*Work to be completed*
Output only the span of lines that begins at the line containing "Phrase: oval white sink" and ends at the last line of the data, both included, exactly as they appear.

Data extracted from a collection
- Opening Delimiter -
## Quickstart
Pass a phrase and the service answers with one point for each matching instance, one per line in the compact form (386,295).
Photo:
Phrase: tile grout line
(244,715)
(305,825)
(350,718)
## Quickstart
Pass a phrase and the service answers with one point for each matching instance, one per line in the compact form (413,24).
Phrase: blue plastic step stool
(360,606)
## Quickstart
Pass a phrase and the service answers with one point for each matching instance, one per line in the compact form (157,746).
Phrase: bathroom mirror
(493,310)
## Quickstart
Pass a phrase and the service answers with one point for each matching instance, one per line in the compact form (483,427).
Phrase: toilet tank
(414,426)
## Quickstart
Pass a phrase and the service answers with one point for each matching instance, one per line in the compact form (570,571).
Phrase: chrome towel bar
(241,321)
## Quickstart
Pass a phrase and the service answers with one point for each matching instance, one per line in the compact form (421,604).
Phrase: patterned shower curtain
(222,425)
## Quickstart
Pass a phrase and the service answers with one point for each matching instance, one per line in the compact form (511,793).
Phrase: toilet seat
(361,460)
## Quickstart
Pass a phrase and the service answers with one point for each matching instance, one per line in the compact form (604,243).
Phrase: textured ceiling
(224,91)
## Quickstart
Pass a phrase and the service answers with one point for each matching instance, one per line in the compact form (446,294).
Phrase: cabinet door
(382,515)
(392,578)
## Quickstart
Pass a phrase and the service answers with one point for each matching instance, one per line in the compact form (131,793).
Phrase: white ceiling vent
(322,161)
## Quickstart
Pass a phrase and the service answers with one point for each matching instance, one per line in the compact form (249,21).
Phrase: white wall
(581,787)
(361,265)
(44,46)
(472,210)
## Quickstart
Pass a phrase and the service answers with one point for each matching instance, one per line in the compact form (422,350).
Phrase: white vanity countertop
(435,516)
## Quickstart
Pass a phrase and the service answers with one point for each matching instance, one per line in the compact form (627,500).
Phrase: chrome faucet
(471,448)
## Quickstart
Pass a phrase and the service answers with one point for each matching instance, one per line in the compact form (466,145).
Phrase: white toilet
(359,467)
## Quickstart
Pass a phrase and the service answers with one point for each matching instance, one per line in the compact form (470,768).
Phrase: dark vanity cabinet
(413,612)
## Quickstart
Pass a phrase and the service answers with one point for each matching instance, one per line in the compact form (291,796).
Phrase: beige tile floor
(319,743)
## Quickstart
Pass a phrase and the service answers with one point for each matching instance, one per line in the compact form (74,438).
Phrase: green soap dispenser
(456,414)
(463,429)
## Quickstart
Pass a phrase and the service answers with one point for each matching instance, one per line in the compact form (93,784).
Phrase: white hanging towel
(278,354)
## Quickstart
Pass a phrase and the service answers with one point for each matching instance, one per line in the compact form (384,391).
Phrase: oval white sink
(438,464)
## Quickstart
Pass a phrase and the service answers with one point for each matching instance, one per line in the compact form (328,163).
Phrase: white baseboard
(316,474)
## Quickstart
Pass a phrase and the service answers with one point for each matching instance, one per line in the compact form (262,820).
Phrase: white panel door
- Closing Delimiter -
*Exercise output*
Phrase: oval white sink
(438,464)
## Quickstart
Pass a phrase and the service answers with one point for each matching instance, one per line in the compact form (328,163).
Phrase: white baseboard
(316,474)
## Quickstart
Pass a phrase and the service answers with one point for each matching instance, one per line in the compact form (262,820).
Phrase: white panel door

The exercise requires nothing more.